(Region labeling data)
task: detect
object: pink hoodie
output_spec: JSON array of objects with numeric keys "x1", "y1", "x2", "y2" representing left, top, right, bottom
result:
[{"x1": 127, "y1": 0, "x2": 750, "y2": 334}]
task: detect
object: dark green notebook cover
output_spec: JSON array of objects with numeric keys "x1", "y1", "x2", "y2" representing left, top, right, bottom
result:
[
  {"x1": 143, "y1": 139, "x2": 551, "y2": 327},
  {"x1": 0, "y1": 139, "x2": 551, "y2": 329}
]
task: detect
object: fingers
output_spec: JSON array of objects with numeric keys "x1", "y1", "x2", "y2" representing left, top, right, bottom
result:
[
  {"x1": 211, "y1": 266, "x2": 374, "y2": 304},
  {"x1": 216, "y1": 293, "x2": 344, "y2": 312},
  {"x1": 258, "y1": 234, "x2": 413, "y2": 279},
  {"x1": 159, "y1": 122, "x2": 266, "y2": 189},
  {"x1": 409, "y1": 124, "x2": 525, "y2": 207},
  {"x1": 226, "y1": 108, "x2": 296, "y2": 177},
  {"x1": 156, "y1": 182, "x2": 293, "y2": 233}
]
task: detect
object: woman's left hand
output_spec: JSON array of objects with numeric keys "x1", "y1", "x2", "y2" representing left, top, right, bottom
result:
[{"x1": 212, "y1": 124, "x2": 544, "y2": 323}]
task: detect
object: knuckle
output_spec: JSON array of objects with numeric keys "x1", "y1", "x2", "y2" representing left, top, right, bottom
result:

- Exercise task -
Can you copy out every line of the data above, character for character?

- Finished exercise -
task: detect
object: pink hoodie
output_spec: JSON array of objects with numeric keys "x1", "y1", "x2", "y2" representing left, top, right, bottom
result:
[{"x1": 127, "y1": 0, "x2": 750, "y2": 334}]
task: detect
object: dark green notebook cover
output_spec: JSON array of objects with numeric keys "x1", "y1", "x2", "y2" representing left, top, right, bottom
result:
[
  {"x1": 143, "y1": 139, "x2": 551, "y2": 327},
  {"x1": 0, "y1": 139, "x2": 551, "y2": 329}
]
task: detect
object: fingers
output_spec: JSON array of objects with numeric keys "x1", "y1", "x2", "y2" representing left, top, right, bottom
result:
[
  {"x1": 211, "y1": 266, "x2": 374, "y2": 304},
  {"x1": 216, "y1": 293, "x2": 344, "y2": 312},
  {"x1": 258, "y1": 234, "x2": 413, "y2": 279},
  {"x1": 159, "y1": 122, "x2": 266, "y2": 189},
  {"x1": 409, "y1": 124, "x2": 525, "y2": 207},
  {"x1": 226, "y1": 108, "x2": 296, "y2": 177},
  {"x1": 156, "y1": 182, "x2": 293, "y2": 233}
]
task: detect
object: woman's left hand
output_spec: JSON array of objects with numeric keys "x1", "y1", "x2", "y2" representing left, top, right, bottom
result:
[{"x1": 212, "y1": 124, "x2": 544, "y2": 323}]
task: detect
object: knuckle
output_spec: JSON array of objects with numeric keys "x1", "y1", "x2", "y2" representing left, top, right, bottom
result:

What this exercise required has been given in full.